* **WHAT TO PRODUCE**
Could you copy out, word for word, only the lines below that begin with the line containing "If you could indicate the white" and end with the line containing "point(690, 452)", including both of those lines?

▬▬▬

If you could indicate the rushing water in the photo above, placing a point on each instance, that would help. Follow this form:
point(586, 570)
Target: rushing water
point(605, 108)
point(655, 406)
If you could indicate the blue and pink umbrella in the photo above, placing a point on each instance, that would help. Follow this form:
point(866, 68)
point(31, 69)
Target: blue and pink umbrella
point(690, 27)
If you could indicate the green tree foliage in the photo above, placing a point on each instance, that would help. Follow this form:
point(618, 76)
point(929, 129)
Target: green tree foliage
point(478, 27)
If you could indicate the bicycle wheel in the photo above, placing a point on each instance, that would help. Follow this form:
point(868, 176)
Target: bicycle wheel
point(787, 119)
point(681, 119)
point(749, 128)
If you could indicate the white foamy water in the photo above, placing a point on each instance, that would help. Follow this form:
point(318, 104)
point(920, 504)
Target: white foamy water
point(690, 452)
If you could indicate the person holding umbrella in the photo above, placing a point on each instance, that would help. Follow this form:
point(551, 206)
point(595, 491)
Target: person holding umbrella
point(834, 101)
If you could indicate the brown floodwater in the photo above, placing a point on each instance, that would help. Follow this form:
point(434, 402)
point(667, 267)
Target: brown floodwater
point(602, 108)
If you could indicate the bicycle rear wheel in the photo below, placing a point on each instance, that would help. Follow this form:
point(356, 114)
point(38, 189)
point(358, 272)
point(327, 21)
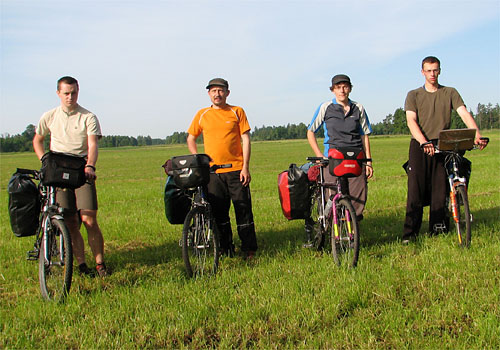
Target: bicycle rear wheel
point(464, 218)
point(345, 242)
point(55, 263)
point(200, 243)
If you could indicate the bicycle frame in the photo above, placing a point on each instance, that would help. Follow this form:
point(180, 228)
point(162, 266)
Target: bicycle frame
point(336, 198)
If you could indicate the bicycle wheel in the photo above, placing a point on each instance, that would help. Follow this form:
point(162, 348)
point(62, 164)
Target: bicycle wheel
point(464, 218)
point(200, 243)
point(318, 233)
point(55, 263)
point(345, 242)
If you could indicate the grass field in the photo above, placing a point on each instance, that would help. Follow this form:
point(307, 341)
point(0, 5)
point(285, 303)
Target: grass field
point(428, 295)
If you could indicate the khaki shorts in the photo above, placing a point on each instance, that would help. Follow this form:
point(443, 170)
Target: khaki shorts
point(84, 197)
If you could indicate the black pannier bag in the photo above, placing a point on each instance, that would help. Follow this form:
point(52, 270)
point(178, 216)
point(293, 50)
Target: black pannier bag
point(63, 170)
point(191, 170)
point(177, 202)
point(293, 190)
point(24, 205)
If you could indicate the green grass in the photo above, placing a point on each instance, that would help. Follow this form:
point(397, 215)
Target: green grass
point(428, 295)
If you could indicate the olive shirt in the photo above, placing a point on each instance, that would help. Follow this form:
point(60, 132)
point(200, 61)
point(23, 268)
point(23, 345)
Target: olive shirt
point(433, 108)
point(69, 132)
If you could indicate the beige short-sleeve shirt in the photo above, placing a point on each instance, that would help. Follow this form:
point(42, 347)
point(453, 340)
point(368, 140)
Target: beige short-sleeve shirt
point(69, 132)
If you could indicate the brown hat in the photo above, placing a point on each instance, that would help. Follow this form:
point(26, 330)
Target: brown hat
point(340, 78)
point(218, 82)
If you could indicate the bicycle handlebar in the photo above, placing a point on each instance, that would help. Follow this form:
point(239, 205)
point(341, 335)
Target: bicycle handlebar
point(437, 150)
point(34, 173)
point(214, 167)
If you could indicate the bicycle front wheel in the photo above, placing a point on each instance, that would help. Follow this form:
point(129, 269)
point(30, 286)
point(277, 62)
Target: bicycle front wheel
point(55, 263)
point(464, 218)
point(200, 243)
point(345, 235)
point(317, 219)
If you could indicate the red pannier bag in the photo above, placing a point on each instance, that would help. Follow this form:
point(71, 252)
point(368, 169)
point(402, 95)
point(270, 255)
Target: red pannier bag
point(346, 161)
point(293, 190)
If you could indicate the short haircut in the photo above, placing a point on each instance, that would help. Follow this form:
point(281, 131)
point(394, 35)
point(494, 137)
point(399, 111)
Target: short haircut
point(431, 59)
point(67, 80)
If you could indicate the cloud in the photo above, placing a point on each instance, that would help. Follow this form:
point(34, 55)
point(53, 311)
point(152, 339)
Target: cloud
point(150, 61)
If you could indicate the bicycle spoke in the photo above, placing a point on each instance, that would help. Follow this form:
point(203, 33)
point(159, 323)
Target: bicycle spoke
point(345, 235)
point(200, 249)
point(55, 261)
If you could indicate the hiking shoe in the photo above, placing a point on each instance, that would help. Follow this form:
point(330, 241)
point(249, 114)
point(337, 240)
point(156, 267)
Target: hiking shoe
point(102, 270)
point(84, 270)
point(250, 255)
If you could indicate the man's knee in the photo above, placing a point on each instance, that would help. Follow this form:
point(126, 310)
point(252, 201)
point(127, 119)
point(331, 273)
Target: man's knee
point(89, 218)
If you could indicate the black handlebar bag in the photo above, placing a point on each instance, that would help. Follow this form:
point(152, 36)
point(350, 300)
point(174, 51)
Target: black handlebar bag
point(63, 170)
point(191, 170)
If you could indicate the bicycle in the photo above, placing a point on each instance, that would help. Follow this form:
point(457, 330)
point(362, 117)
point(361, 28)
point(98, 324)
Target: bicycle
point(335, 218)
point(453, 144)
point(52, 247)
point(200, 235)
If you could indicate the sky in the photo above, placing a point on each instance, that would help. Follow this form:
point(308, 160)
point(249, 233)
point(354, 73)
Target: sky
point(143, 65)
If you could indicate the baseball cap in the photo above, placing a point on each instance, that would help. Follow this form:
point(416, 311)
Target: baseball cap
point(218, 82)
point(340, 78)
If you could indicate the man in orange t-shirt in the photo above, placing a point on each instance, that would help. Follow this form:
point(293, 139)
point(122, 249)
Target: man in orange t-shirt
point(226, 138)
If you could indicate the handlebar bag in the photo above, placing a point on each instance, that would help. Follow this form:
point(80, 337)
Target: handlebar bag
point(24, 205)
point(63, 170)
point(293, 190)
point(177, 202)
point(191, 170)
point(346, 161)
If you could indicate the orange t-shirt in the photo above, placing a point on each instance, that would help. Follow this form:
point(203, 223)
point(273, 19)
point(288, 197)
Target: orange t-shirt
point(222, 130)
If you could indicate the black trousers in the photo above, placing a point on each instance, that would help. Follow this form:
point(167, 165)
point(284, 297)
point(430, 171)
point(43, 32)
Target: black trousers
point(426, 186)
point(222, 189)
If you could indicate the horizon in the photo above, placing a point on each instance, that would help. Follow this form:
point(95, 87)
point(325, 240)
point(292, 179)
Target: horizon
point(143, 66)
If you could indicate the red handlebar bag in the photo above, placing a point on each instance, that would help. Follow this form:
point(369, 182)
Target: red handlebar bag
point(346, 161)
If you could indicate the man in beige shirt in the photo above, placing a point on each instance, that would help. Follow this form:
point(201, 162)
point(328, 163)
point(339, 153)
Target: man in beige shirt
point(75, 130)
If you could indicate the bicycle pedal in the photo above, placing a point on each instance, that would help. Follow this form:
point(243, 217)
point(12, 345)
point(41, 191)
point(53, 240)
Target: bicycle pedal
point(32, 255)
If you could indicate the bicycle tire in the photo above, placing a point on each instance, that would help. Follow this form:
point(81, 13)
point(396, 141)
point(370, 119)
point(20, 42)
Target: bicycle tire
point(345, 246)
point(318, 233)
point(200, 243)
point(55, 269)
point(464, 219)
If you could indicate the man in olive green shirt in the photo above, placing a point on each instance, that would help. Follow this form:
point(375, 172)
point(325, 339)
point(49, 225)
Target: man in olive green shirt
point(428, 111)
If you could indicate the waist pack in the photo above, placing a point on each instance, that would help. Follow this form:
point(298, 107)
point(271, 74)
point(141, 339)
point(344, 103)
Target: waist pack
point(63, 170)
point(293, 190)
point(177, 202)
point(191, 170)
point(24, 205)
point(346, 161)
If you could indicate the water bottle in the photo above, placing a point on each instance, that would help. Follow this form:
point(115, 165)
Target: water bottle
point(328, 206)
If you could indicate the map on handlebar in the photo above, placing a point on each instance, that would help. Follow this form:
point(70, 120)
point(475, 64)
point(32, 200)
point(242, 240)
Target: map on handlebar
point(456, 139)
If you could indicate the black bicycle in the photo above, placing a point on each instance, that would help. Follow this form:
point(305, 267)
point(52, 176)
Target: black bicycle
point(453, 144)
point(52, 246)
point(334, 217)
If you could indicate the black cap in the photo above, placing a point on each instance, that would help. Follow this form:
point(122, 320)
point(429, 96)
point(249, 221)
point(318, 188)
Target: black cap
point(340, 78)
point(218, 82)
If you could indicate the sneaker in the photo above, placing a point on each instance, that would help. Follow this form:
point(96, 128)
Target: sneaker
point(84, 270)
point(102, 270)
point(408, 239)
point(250, 255)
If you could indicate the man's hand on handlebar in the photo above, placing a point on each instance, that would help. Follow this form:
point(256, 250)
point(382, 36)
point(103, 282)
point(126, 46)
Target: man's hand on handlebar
point(482, 142)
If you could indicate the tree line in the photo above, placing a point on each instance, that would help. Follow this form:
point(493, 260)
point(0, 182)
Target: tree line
point(487, 117)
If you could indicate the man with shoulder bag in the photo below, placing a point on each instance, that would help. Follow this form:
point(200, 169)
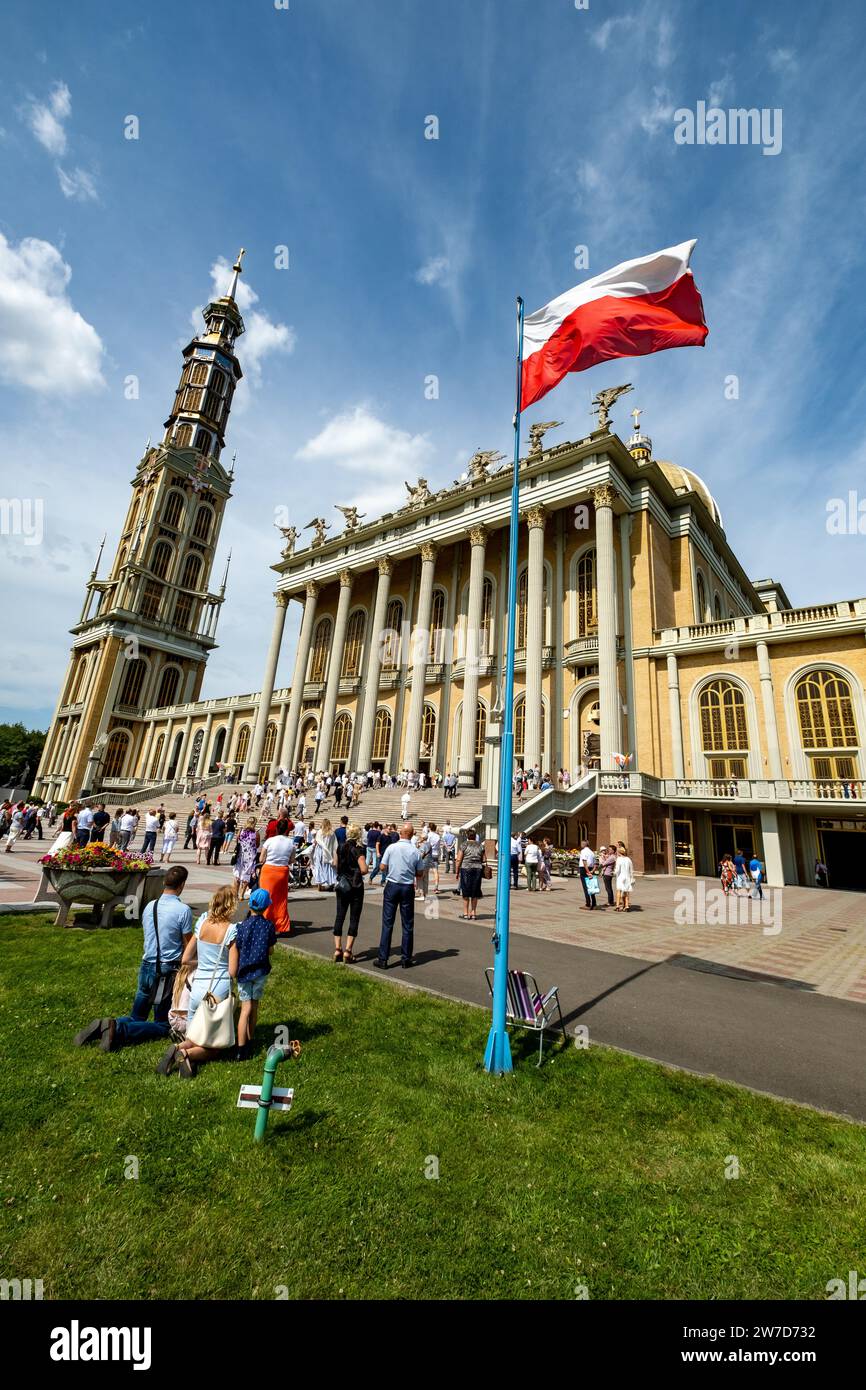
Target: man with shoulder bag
point(167, 929)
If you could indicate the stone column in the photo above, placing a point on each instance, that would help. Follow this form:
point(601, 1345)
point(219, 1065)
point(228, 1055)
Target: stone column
point(535, 637)
point(299, 674)
point(608, 688)
point(627, 638)
point(676, 717)
point(335, 660)
point(471, 656)
point(370, 691)
point(227, 744)
point(769, 712)
point(202, 763)
point(412, 745)
point(253, 761)
point(166, 752)
point(184, 752)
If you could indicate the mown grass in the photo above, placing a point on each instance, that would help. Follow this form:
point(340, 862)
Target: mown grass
point(599, 1171)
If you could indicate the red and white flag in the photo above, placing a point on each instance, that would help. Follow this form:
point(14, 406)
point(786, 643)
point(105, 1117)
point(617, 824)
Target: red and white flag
point(634, 309)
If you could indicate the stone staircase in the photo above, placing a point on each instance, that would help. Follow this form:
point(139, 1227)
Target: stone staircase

▬▬▬

* **WRITTEN SOLUTION**
If you could indicate the white foamy water in the photo above, placing a point on each instance, that would help. Follow this form:
point(318, 104)
point(920, 504)
Target: white foamy water
point(690, 452)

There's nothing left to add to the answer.